- Description of the task -
Carry on the article about the HN roundtable on artificial intelligence and big data in medicine, starting after its last sentence.

- Reading passage -

──────────────────────────────

26th September 2018

HN Roundtable on the Future of Medicine

"It's like autonomous vehicles - everyone is interested in them, we partly trust them, in part not, and we are figuring out how they can be used," says Professor Jan Žaloudík, Director of the Masaryk Oncological Institute in Brno, where the staff has been preparing for the implementation of a system that should help doctors with complex decision-making. They have been visiting top institutions abroad to learn more. "It will be a hot topic in the coming five to ten years," says Žaloudík. The use of artificial intelligence and big data in health care was debated at the HN (Hospodarske noviny daily) Roundtable held in mid-September 2018.

The participants agreed that the Czech Republic stands at the beginning, and it is time to prepare for the future. The volume of data produced by health care systems around the world has been doubling every three years. But health care systems are struggling with the fact that they are incapable of collecting, sorting, using and analyzing the data. The data can be obtained from everywhere - from patients, from research and clinical studies to, for example, applications for mobile monitoring of human body activity. 

"The data and their use offers answers to many questions, among them how to manage healthcare, or how to compare impacts of similar treatment on various patients," explains Matej Adam, IBM's Watson Health Manager for Europe. IBM's Watson Health system can work with artificial intelligence data from hospitals. In the Czech Republic, it is not used yet, but in neighboring Slovakia it has already been tested in the field of oncology. "The use of big data and artificial intelligence is a hot topic for many reasons, one of which is the sustainability of system funding," Adam noted.

──────────────────────────────

- Data -

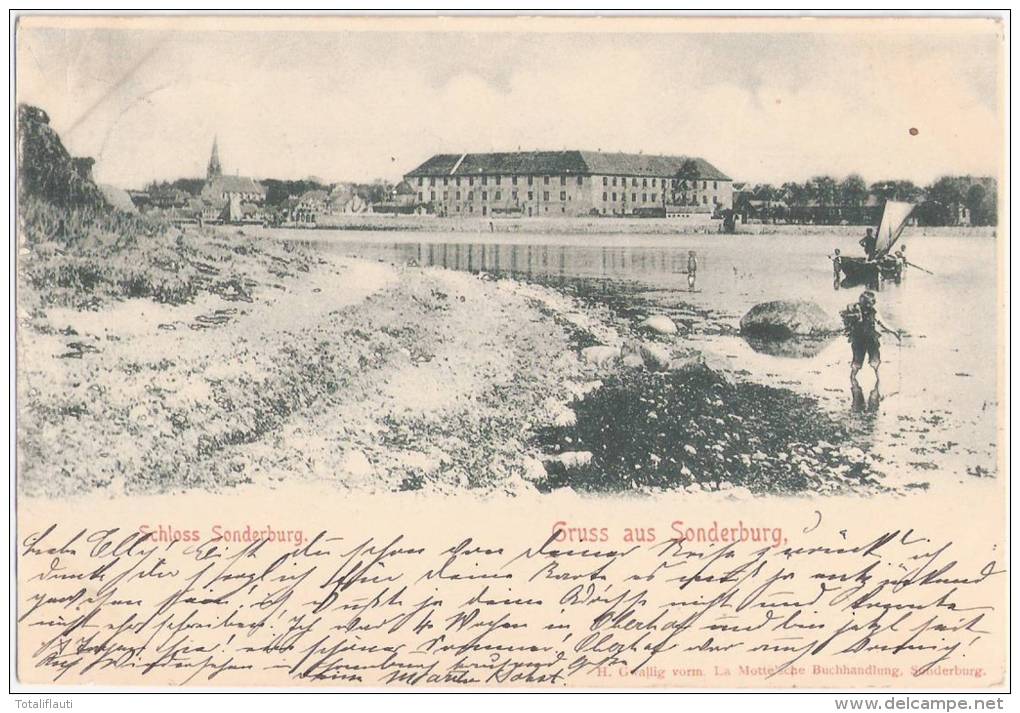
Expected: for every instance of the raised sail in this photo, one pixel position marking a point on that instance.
(894, 219)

──────────────────────────────

- Answer space -
Artificial Intelligence, for example, can help sort a large amount of data stored by hospitals, and determine which are important for archiving and which, on the contrary, the hospital can discard, says Žaloudík.

Deputy Health Minister Roman Prymula, however, notes that the Czech Republic has been lagging behind in the area of big data and artificial intelligence - many hospitals are still struggling with the issue of actual data storage. Many hospitals store the data in paper form, so they have to rent storage rooms. "This is a chapter we are trying to close. Electronisation of healthcare is the way to say goodbye to large warehouses. We are now drafting a new ehealth law," Prymula reminded.

"We want to create an integrated data interface to have a platform that will communicate with a typical electronic system. There are healthcare facilities that are more prepared than others, in some cases they are even looking around to work in a big data system and be able to analyze data," says Prymula.

But it is not possible to take "some" data from hospitals and create advanced analyzes, Adam points out. "The quality of the data is important - the structure - and then it is possible to get something out of it. It is necessary to have an idea at the beginning," Adam points out, adding that it should not be engineers determining the progress, but the doctors and hospital managers.

 

Read full article by the Hospodarske noviny daily.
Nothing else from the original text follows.